Task
Write the next part of the forum post comparing Nvidia and ATI GPU architectures, picking up after its last sentence.

Differences between Nvidia/ATI architecture, can anyone explain?

Hard Ball · Sep 6, 2009

Originally posted by: MODEL3

Originally posted by: Hard Ball

Originally posted by: MODEL3
there are many reasons:

Click to expand...

agree with most of what you said, except these:

2.
RV770 has 160 shader processors (at core speed) that each can issue up to 5 instructions! (that means 1 in the worst case, 5 at best case, all these theoritically)

GT200 has 240 shader processors (at 2,25X core speed) that each can issue up to 2 instructions (thise can't be achieved all the time, NV is saying that the GT200 architecture can aproach 1,5X)

Click to expand...

These are not really valid comparisons.

RV770's individual SPs (for more accuracy, let's call them pipelines, not fully fledged microprocessors; nor are the G80/82/200 SPs) are not individually scheduled, but as the instruction stream enters the "SIMD core"'s local instr-memory store, the instructions are already largely statically arranged for each of the 5-wide VLIW pipelines horizontally (in terms of the instructions scheduled to be issued each cycle) as well as vertically (ordering of successive cycles of LIWs arranged by taking into account of dependencies and the pipeline length, since there is no bypass/forward mechnism in a single SP, as far as I know). In a way, R600/RV670/R770 "SIMD cores" are coarse grained SIMD superimposed on fine grained VLIW, and the instruction store has both of these statically arranged parallelisms encoded in the instruction stream prior to execution of individaul "wavefronts" (really just SPMD's individual streams) or whatever they are call it these days.

The G200' SPs (again, let's call them pipelines) are simply single issue pipelines containing high number of stages to reach a certain cycle-time target (higher clocks), and has separate shared pipelines with in a SPMD cluster (which NV calls SMP or something cryptic) for certain special fixed function logic that can also execute most other instructions (not too much unlike the transcendental units on the RV770). This arrangement is actually similar to the way one of the upcoming general purpose designs will take shape (clustered ALU/AGUs and shared FP/SIMD pipeline). There is a limited amount of dynamic instructions scheduling going on for an individual pipeline, outside of the normal warp arrangement; and each pipeline acts more or less as a 1.25 wide dynamic superscalar, within the constraints of SPMD, of course.

Data provided
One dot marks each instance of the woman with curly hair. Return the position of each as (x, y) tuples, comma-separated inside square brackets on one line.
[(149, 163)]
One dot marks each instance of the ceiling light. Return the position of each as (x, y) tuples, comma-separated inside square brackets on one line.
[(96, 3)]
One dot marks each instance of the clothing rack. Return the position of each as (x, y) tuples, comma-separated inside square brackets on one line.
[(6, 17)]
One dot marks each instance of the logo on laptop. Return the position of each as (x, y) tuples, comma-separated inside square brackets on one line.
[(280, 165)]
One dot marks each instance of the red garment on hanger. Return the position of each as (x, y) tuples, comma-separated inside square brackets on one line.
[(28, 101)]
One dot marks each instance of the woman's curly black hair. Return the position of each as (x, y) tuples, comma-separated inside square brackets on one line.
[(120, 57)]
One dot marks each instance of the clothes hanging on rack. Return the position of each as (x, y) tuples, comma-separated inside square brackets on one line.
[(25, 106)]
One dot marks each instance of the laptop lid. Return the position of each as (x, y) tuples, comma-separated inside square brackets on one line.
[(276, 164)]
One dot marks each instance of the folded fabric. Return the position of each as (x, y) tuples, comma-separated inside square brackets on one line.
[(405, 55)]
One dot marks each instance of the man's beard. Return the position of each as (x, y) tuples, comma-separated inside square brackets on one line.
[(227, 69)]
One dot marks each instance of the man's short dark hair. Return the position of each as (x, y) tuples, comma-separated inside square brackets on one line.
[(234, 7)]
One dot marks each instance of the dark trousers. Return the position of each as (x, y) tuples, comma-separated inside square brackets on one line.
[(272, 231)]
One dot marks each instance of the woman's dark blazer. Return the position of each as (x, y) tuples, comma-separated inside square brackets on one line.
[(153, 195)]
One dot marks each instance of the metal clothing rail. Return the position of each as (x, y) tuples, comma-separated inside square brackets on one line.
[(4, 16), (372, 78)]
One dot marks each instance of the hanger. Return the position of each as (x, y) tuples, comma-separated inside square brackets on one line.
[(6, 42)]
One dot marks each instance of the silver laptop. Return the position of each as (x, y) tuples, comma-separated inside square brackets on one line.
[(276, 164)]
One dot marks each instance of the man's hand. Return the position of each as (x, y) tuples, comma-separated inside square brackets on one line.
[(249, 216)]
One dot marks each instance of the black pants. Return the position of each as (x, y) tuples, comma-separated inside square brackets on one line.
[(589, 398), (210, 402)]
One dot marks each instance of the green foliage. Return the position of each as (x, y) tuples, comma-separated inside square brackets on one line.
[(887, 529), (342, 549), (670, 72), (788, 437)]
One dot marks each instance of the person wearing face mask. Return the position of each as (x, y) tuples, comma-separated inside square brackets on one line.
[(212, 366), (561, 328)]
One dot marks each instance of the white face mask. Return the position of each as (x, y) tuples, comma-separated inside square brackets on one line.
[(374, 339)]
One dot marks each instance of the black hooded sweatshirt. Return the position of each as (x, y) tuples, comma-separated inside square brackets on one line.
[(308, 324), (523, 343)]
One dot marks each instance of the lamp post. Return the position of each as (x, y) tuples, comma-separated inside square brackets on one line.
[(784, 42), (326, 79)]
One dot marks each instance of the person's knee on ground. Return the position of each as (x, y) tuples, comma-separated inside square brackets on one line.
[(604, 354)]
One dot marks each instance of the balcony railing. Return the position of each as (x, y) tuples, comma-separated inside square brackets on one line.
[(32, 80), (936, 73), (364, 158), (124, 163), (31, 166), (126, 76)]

Reply to the task
There is no real sense in which NV can reach 2.0 or even 1.5 instructions/cycle on the cluster, in a per pipeline basis. Perhaps one or two of these in a single SPMD cluster can get close to 2.0 a fraction of the time, but taking into account of all the pipelines, it's going to be less than 1.25 in any real usage.

Click to expand...

I agree with your analysis, if you are talking about applications like games only.

I said in my original post about synthetic benchmarks also (i am not talking about 3DMark/Vantage... , i am talking about benchmarks like Shadermark, or other custom benchmarks...)

Yes in real usage in games, the less or around 1.25X figure is what i thought also, but in my post i was talking about synthetic benchmarks also...

No, that's not what I was talking about, it's not about applications or benchmarks, but the limits placed on the computational throughput by the microarchitecture of the "SM" as NV calls it (it would be much more transparent to call it an SPMD cluster), the programming model used for this and other NV designs since G80, and the interaction of the two. Essentially, it's referring to the limits on the microarchitecture itself in terms of what the highest computational throughput would be possible in the case of an ideal instruction stream through the SPMD cluster.

Clearly I have not said enough to help you to understand what's going on. And maybe this needs to be done over multiple posts, if we need to get some more fundamental stuff right about microarchitectures.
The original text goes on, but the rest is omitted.